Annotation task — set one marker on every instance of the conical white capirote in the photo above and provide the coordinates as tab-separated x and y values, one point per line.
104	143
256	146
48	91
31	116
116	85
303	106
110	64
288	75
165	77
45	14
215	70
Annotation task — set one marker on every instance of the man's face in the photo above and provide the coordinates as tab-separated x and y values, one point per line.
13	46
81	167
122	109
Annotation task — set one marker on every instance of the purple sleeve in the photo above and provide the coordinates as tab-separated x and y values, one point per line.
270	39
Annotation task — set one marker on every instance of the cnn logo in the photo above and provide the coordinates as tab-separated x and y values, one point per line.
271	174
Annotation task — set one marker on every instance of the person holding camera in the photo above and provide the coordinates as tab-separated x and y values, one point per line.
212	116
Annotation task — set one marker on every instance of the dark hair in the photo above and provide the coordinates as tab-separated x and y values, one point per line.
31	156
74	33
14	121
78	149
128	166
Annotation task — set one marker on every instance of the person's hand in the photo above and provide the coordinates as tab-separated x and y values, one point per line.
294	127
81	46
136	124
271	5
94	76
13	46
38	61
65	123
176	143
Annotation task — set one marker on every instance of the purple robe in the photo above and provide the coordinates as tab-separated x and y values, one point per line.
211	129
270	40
+-------+
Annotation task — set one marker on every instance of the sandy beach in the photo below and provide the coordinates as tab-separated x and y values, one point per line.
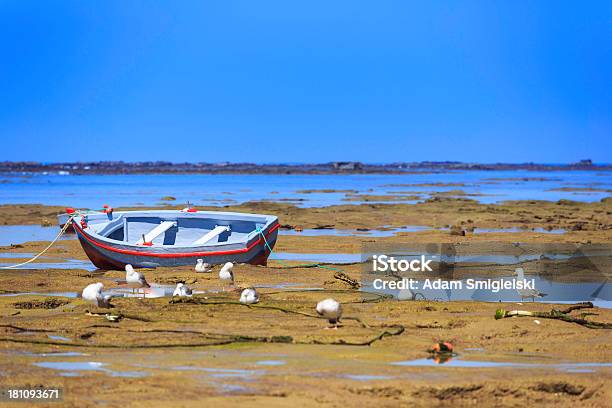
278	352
+-------+
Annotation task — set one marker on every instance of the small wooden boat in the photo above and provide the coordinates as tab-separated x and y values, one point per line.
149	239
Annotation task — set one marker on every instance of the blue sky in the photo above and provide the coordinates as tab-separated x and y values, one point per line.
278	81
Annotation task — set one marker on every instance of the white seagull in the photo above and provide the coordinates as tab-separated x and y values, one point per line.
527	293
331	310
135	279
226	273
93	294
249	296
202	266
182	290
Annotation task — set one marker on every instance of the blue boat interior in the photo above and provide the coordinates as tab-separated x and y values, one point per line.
+-------+
Extract the records starting with the line containing "of the white" and going on through the line containing "the blue boat", and repeat those lines word for word.

Final result.
Annotation task — set one marker on every instance of the white seagull in the photo above and provide the coordinates as tab-separated x and y values, one point per line.
527	293
331	310
135	279
226	273
93	294
249	296
202	266
182	290
Annotation task — set one marker on every instance of the blue boat interior in the photo above and provide the coordinates as tab-separated x and y values, one point per line.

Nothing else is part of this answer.